▶ [Given data]:
===============

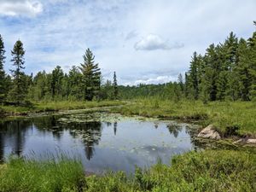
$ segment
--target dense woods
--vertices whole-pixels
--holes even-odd
[[[255,24],[255,22],[254,22]],[[0,35],[0,102],[91,101],[156,96],[177,101],[183,98],[207,101],[250,101],[256,97],[256,32],[248,39],[230,32],[226,40],[210,44],[205,54],[193,53],[189,69],[177,82],[163,84],[118,85],[103,82],[98,63],[90,49],[83,62],[65,73],[60,66],[51,73],[27,75],[23,44],[18,40],[11,51],[13,68],[4,72],[5,49]]]

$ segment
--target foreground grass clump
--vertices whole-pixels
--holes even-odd
[[[203,126],[213,124],[224,135],[234,127],[238,128],[241,135],[256,137],[256,102],[212,102],[204,104],[201,101],[140,99],[113,111],[125,115],[201,120]]]
[[[256,154],[241,151],[190,152],[134,177],[90,176],[84,191],[256,191]]]
[[[134,175],[108,172],[85,177],[81,163],[63,159],[11,159],[0,166],[0,191],[256,191],[256,154],[247,151],[189,152]]]
[[[0,166],[0,191],[79,191],[83,179],[81,163],[65,158],[58,162],[10,159]]]

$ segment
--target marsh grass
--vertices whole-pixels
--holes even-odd
[[[79,160],[11,158],[0,166],[0,191],[256,191],[256,154],[205,150],[148,169],[86,177]]]
[[[172,166],[158,163],[122,172],[90,176],[84,191],[256,191],[256,154],[229,150],[189,152]]]
[[[0,191],[79,191],[84,171],[79,160],[36,160],[11,157],[0,166]]]
[[[182,121],[197,121],[202,127],[213,124],[224,135],[237,127],[237,133],[256,137],[256,102],[201,101],[160,101],[140,99],[133,104],[113,108],[125,115],[142,115]]]
[[[1,113],[5,113],[8,115],[24,115],[28,113],[53,112],[70,109],[84,109],[99,107],[111,107],[124,104],[121,101],[101,101],[101,102],[32,102],[30,107],[3,105]]]

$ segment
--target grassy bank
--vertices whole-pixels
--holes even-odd
[[[0,106],[0,111],[2,109],[3,115],[26,115],[29,113],[40,113],[40,112],[51,112],[60,110],[70,110],[70,109],[82,109],[90,108],[99,107],[110,107],[124,104],[120,101],[102,101],[102,102],[32,102],[31,106]]]
[[[200,121],[202,126],[213,124],[223,133],[229,127],[238,127],[239,134],[256,137],[256,102],[214,102],[204,104],[201,101],[142,99],[113,111],[125,115]]]
[[[12,160],[0,166],[0,191],[255,191],[256,154],[207,150],[176,156],[133,176],[84,177],[81,164]]]
[[[79,161],[10,159],[0,167],[0,191],[79,191],[84,172]]]

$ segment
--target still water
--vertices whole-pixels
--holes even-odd
[[[81,159],[86,172],[131,172],[193,150],[187,124],[107,113],[67,113],[0,122],[0,159],[10,154]]]

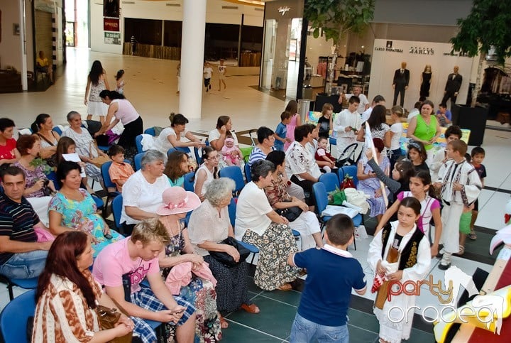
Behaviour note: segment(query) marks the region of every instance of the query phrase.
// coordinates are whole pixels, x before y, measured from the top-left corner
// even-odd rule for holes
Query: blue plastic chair
[[[0,276],[0,282],[7,284],[7,290],[9,291],[9,300],[11,300],[14,299],[13,288],[15,285],[26,290],[35,289],[37,288],[38,279],[38,277],[32,278],[9,278],[4,276]]]
[[[245,163],[245,178],[246,178],[247,183],[252,181],[252,175],[250,173],[250,165]]]
[[[241,169],[236,165],[221,168],[219,172],[219,176],[220,176],[220,178],[229,178],[234,180],[236,187],[234,188],[233,193],[236,195],[239,194],[243,187],[245,187],[245,181],[243,178]]]
[[[170,148],[170,149],[168,149],[167,151],[167,158],[168,158],[168,157],[170,156],[170,154],[172,153],[173,153],[174,151],[177,151],[175,148]]]
[[[175,150],[182,151],[183,153],[185,153],[187,154],[192,153],[192,151],[190,151],[189,148],[188,148],[187,146],[175,146],[174,148]]]
[[[188,192],[194,191],[194,182],[192,181],[192,178],[193,178],[195,172],[190,172],[185,174],[185,182],[183,183],[185,190],[187,190]]]
[[[156,131],[154,129],[154,126],[150,127],[149,129],[145,129],[145,131],[144,131],[144,134],[146,135],[151,135],[152,136],[156,136]]]
[[[322,174],[318,180],[323,183],[327,193],[335,190],[336,187],[339,187],[339,178],[334,173]]]
[[[237,199],[233,197],[232,199],[231,199],[231,202],[227,207],[227,210],[229,211],[229,219],[231,220],[231,225],[232,225],[233,227],[233,230],[234,230],[234,224],[236,223],[236,201]],[[245,248],[248,249],[250,252],[252,253],[252,260],[251,260],[251,264],[253,264],[253,259],[256,258],[256,254],[259,253],[259,248],[258,248],[255,245],[251,244],[250,243],[246,243],[243,241],[239,241],[240,244],[243,246]]]
[[[121,214],[122,213],[122,195],[119,194],[112,200],[112,214],[114,215],[114,224],[116,231],[122,233],[122,225],[121,224]]]
[[[138,153],[143,153],[143,149],[142,148],[142,138],[143,138],[143,136],[138,135],[136,137],[135,137],[135,145],[137,147],[137,152]]]
[[[8,303],[0,313],[0,332],[6,343],[27,342],[27,322],[35,313],[35,290]]]
[[[195,154],[195,160],[197,160],[198,165],[202,164],[204,160],[202,160],[202,153],[199,154],[199,148],[197,146],[194,146],[194,153]]]
[[[135,161],[135,171],[142,168],[142,157],[143,157],[145,153],[139,153],[135,155],[135,158],[133,158]]]
[[[357,184],[358,184],[358,178],[356,177],[356,170],[357,170],[356,165],[344,165],[341,169],[343,170],[342,180],[344,180],[344,178],[346,178],[346,175],[348,175],[351,178],[353,178],[353,184],[355,185],[355,187],[356,187]],[[339,178],[339,180],[341,183],[342,183],[342,180],[340,178]]]
[[[60,129],[60,127],[55,126],[53,129],[52,129],[52,131],[54,131],[56,133],[57,133],[59,136],[62,136],[62,130]]]

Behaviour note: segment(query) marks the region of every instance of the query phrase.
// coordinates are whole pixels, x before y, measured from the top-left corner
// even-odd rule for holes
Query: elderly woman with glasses
[[[220,178],[209,183],[206,187],[206,199],[192,212],[188,232],[192,244],[197,246],[196,251],[209,264],[216,279],[219,311],[229,312],[241,307],[249,313],[258,313],[259,307],[252,303],[248,293],[248,265],[243,261],[228,268],[209,255],[209,251],[224,251],[235,261],[240,257],[236,248],[221,244],[228,236],[234,237],[227,209],[234,186],[234,181],[228,178]],[[220,320],[222,328],[227,327],[227,322],[223,318]]]
[[[163,174],[167,156],[157,150],[148,150],[142,157],[142,168],[129,177],[123,186],[121,223],[129,234],[141,221],[158,217],[162,195],[170,186]]]
[[[290,290],[300,269],[287,265],[290,254],[298,251],[289,221],[272,208],[264,192],[271,185],[275,166],[259,160],[251,168],[252,181],[240,193],[236,206],[236,238],[253,244],[260,256],[254,282],[265,290]]]
[[[211,146],[202,149],[204,163],[197,170],[194,176],[194,192],[201,201],[205,199],[205,186],[214,179],[218,178],[218,165],[221,156],[220,153]]]

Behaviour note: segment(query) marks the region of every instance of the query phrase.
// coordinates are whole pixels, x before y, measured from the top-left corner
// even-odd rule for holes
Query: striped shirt
[[[9,236],[12,241],[37,241],[33,227],[39,222],[39,217],[24,197],[21,198],[21,203],[18,203],[5,195],[0,195],[1,236]],[[6,263],[13,254],[0,254],[0,264]]]

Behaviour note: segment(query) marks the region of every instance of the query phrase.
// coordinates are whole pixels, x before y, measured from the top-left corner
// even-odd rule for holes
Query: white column
[[[206,0],[184,0],[179,112],[200,118],[202,107]]]

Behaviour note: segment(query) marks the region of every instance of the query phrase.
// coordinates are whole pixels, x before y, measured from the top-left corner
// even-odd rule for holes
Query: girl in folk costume
[[[420,210],[419,200],[404,198],[397,210],[398,220],[378,232],[369,246],[368,263],[376,274],[372,291],[380,288],[374,307],[380,322],[380,342],[398,343],[410,338],[414,311],[408,309],[415,305],[415,295],[402,292],[389,300],[388,293],[389,287],[394,290],[399,288],[393,283],[423,280],[429,271],[429,241],[415,224]],[[407,289],[411,292],[414,287],[418,285],[409,284]]]
[[[447,160],[439,171],[434,186],[440,190],[444,208],[441,213],[443,230],[440,241],[444,243],[444,255],[439,268],[451,266],[451,256],[459,251],[459,221],[463,206],[469,207],[479,196],[481,183],[473,165],[465,159],[467,145],[463,141],[447,143]]]

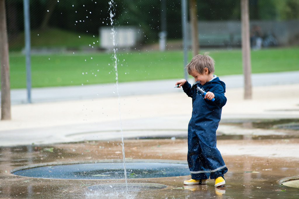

===============

▶ [Set exercise]: Rewrite the material from its start through the line that contains "[[[79,161],[10,159],[0,167],[0,191],[79,191],[84,172]]]", inclusive, as a numbered list. Skip blank lines and leave the pictures out.

▶ [The reply]:
1. $ segment
2. --target dense woods
3. --vertices whole-pixels
4. --holes even-odd
5. [[[255,24],[255,22],[254,22]],[[0,35],[0,102],[91,101],[156,96],[177,101],[183,98],[207,101],[250,101],[256,97],[256,32],[248,39],[230,32],[226,40],[210,44],[205,54],[193,53],[189,69],[177,82],[163,84],[118,85],[103,82],[98,63],[90,49],[83,62],[65,73],[60,66],[51,73],[27,75],[23,44],[18,40],[11,51],[13,68],[4,72],[5,49]]]
6. $ segment
7. --target foreground grass clump
8. --vertices whole-pixels
9. --holes even-odd
10. [[[203,126],[213,124],[224,135],[234,127],[238,128],[241,135],[256,137],[256,102],[212,102],[204,104],[201,101],[140,99],[113,111],[125,115],[201,120]]]
11. [[[256,154],[241,151],[190,152],[134,177],[90,176],[84,191],[256,191]]]
12. [[[134,175],[108,172],[85,177],[81,163],[63,159],[11,159],[0,166],[0,191],[256,191],[256,154],[247,151],[189,152]]]
13. [[[0,166],[0,191],[79,191],[83,179],[81,163],[65,158],[58,162],[10,159]]]
14. $ segment
15. --target marsh grass
16. --vertices whole-pixels
17. --holes even-odd
18. [[[79,160],[11,158],[0,166],[0,191],[256,191],[256,154],[205,150],[148,169],[86,177]]]
19. [[[172,166],[158,163],[122,172],[90,176],[84,191],[256,191],[256,154],[229,150],[189,152]]]
20. [[[0,191],[79,191],[84,171],[79,160],[36,160],[11,157],[0,166]]]
21. [[[182,121],[197,121],[202,127],[213,124],[224,135],[237,127],[237,133],[256,137],[256,102],[201,101],[160,101],[140,99],[133,104],[113,108],[125,115],[142,115]]]
22. [[[1,113],[5,113],[8,115],[24,115],[28,113],[53,112],[70,109],[84,109],[99,107],[111,107],[124,104],[121,101],[101,101],[101,102],[32,102],[30,107],[3,105]]]
23. $ segment
24. --target grassy bank
25. --vertices whole-pixels
26. --holes even-odd
27. [[[0,106],[0,111],[2,109],[3,115],[26,115],[29,113],[40,113],[40,112],[51,112],[60,110],[70,110],[70,109],[82,109],[90,108],[99,107],[110,107],[124,104],[120,101],[102,101],[102,102],[32,102],[31,106]]]
28. [[[200,121],[202,126],[213,124],[223,133],[229,127],[238,127],[239,134],[256,137],[256,102],[214,102],[204,104],[201,101],[142,99],[113,111],[125,115]]]
29. [[[12,160],[0,166],[0,191],[255,191],[256,154],[207,150],[176,156],[133,176],[84,177],[81,164]]]
30. [[[79,161],[10,159],[0,167],[0,191],[79,191],[84,172]]]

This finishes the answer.